WHAT TO WORK ON –
1. In the message on ZFS vnode caching under Samba, what is described as the worst case for an LRU cache?
2. Return the part of the message on ZFS vnode caching under Samba from "Full scans are" up to and including "the first scan.".
3. Continue the message on ZFS vnode caching under Samba, starting right after its final sentence.

ZFS, Vnode cache, and poor directory listing performance via Samba

Conrad Meyer cem at freebsd.org
Thu Mar 29 03:25:25 UTC 2018


Hi Dave,

Full scans are the worst case for an LRU cache.  In particular, you
are full-scanning an *extremely* large directory, which evicts your
entire vnode cache.  Then you suffer the (presumably) entirely
serialized penalty of refetching every single inode from disk again
after the first scan.

Here are some solutions in order of preference:
1. Organize your files better.  1 million in a single directory is
absurd.  Can windows explorer meaningfully navigate a 1mil file
directory?  I doubt it.
2. Continue to bump maxvnodes to compensate for poor file organization
+ naive clients doing full scans.
3. Enhance samba to signal something like DONTNEED on
"SMB2_FIND_ID_BOTH_DIRECTORY_INFO Pattern: *" requests to the OS.
3.a. Enhance samba to parallelize or otherwise asynchronously process
the above requests on huge directories (improve the uncached case).

COLLECTED MATERIAL –
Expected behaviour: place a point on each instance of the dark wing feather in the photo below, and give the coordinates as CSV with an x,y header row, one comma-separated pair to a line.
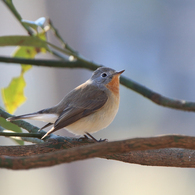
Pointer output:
x,y
85,101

EXPECTED RESPONSES –
1. Full scans

2.
Full scans are the worst case for an LRU cache.  In particular, you
are full-scanning an *extremely* large directory, which evicts your
entire vnode cache.  Then you suffer the (presumably) entirely
serialized penalty of refetching every single inode from disk again
after the first scan.

3.
I don't think this has much to do with ZFS, other than that ZFS
performance on your hardware appears to be quite bad without the VFS
cache sitting in front to absorb most of the requests.

Best,
Conrad


On Wed, Mar 28, 2018 at 7:07 PM, Dave Baukus <daveb at spectralogic.com> wrote:
> Below is narrative angst and woe for which I have the the following observations/questions:
>
> - Increasing kern.maxvnodes from 600,000 to 2,000,000 apparently solves the "problem"
> - This decreases the number of lookups in the scenario below from 40719 (some of which take over a second) to 4
> - 2,000,00 may be extreme, but I was hoping for an authoritative comment on why/how this improves the scenario and
>    then perhaps I can come up with some reasonable tuning options.
> - is this an artifact of the Freebsd 11-ish refactoring of the ZFS/Freebsd VNOP interface (?)
>
> -----------------------------------------------------
> I have the following scenario on FreeBSD Stable 11.0:
>
> A ZFS with a directory containing 1,000,000 files; the root of this ZFS is
> exported via SAMBA using NFSv4 ACL plugin and DOS attributes with the (<get|set>extattr) implementation.
>
> A local full listing of this directory (ls -l > /dev/null) completes in about 40 seconds.
> A full listing from a Samba client (ls -l) completes in about 3 minutes.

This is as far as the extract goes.